■ **Passage**:
—————

Yeah, a little while.


----------



## tree md (Feb 15, 2009)

Here's a few pics from the topside view. I shot a large doe out of this stand at 12 yards with my bow. She ran 20 yards and fell dead in like 7 seconds. My quickest bow kill ever. I use one of the hooks that you hang a bicycle on in a garage in this stand. Nice and wide hook. Allows me to grab my bow an the blind and remove it silently. Pretty good idea I thought.


----------



## yooper (Feb 16, 2009)




----------



## yooper (Feb 16, 2009)

The view, Big Lake in the back ground 2 miles away


----------



## stihl sawing (Feb 16, 2009)

Dang yoop, How the heck do you get up in that stand.lol Helicopter perhaps. What a terrific view. Thanks for the look.


----------



## deer slayer (Feb 16, 2009)

:agree2: man what a view!!! better hope the wind don't sneek up on ya.


----------



## yooper (Feb 16, 2009)

lol with the wind...I only get a couple days of the fire arm season that I can sit up there...I have a reflective pie tin about 250 yards down one of the shooting lanes that I check out often for the sway of the tree. The tree sits right in the middle of mt 98 acres of hunting land and I have shooting lanes cut out from the tree like a wagon wheel all about 300 to 375 yeards. the blind is 77 feet in the tree so it gives me a pretty good view of the property.Cant shoot deer right below mw though as I would ither have to hit the top of the head or ruin the backstraps In the summer I will sometimes hike up the tree to down a 6 pack and enjoy the breeze off lake Superior
I do have a blind at the bottom of the tree for windy days or if the temp is below 10°F. here are a cuple more views


----------



## KD57 (Feb 16, 2009)

Nice stands ya'll have there, and high too !! I bowhunt, so my stands consist of brushed up spots on the ground. Tree stands don't work too well in an 8 ft. tall mesquite tree, lol.


----------

—————

(Labeled-object pointing rows)
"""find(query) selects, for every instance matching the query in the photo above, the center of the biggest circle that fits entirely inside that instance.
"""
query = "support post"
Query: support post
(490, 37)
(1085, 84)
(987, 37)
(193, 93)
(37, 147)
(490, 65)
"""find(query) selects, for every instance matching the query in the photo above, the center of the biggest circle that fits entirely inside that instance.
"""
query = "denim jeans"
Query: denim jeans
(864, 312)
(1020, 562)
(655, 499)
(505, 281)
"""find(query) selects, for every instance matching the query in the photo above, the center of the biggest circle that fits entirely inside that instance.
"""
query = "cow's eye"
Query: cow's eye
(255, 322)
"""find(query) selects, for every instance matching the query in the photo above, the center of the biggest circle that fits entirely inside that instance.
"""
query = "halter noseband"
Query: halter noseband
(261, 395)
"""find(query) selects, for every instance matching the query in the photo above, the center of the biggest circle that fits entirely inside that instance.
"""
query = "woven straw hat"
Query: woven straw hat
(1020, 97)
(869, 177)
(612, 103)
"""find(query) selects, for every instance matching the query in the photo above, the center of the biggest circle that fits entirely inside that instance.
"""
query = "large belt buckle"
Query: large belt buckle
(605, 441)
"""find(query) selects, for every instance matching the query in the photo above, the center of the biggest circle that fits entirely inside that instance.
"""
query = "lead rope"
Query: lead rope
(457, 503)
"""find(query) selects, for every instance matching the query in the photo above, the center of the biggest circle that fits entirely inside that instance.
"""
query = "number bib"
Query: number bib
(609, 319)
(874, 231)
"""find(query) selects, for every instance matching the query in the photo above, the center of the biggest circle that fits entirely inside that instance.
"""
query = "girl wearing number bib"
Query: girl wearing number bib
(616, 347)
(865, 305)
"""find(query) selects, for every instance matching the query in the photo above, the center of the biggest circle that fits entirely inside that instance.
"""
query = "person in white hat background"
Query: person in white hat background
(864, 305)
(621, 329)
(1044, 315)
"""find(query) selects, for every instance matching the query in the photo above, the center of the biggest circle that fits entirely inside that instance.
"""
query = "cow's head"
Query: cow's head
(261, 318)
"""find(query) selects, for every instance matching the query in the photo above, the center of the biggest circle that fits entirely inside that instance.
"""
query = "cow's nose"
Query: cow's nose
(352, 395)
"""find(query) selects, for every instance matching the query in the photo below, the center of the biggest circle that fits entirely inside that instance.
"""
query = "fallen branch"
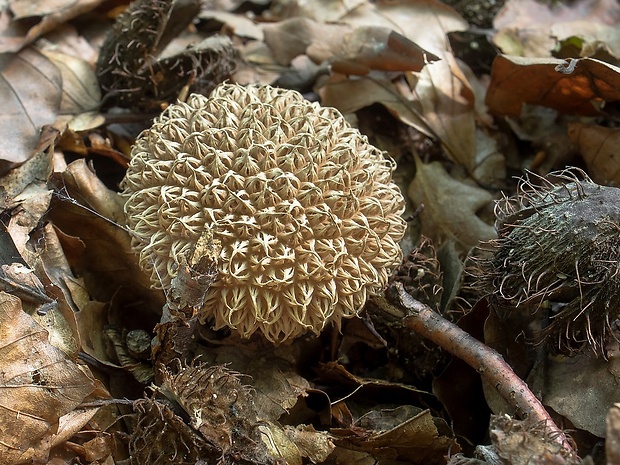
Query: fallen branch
(486, 361)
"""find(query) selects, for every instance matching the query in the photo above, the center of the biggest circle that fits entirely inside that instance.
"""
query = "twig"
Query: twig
(486, 361)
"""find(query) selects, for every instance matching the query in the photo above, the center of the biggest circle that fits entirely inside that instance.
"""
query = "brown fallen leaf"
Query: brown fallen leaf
(580, 388)
(80, 89)
(612, 442)
(27, 20)
(350, 50)
(38, 385)
(405, 434)
(577, 87)
(599, 148)
(535, 29)
(86, 209)
(424, 22)
(450, 206)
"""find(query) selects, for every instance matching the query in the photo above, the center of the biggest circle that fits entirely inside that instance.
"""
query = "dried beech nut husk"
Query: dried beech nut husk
(304, 208)
(557, 258)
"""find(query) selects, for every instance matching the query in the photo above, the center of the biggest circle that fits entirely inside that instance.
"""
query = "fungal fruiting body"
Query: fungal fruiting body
(558, 257)
(304, 208)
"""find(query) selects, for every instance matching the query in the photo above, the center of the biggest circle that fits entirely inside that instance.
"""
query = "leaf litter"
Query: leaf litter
(73, 295)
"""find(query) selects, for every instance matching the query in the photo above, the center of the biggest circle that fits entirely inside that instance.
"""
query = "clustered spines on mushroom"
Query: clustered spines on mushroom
(304, 207)
(558, 253)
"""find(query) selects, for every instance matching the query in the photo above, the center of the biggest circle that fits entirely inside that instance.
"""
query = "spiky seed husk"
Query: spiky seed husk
(558, 256)
(304, 208)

—————

■ **Direction**: Could you retype the part of the tree stand thread starting at "Dang yoop, How" and ending at "sneek up on ya."? Nothing in the rows is needed here.

■ **Finished task**:
Dang yoop, How the heck do you get up in that stand.lol Helicopter perhaps. What a terrific view. Thanks for the look.


----------



## deer slayer (Feb 16, 2009)

:agree2: man what a view!!! better hope the wind don't sneek up on ya.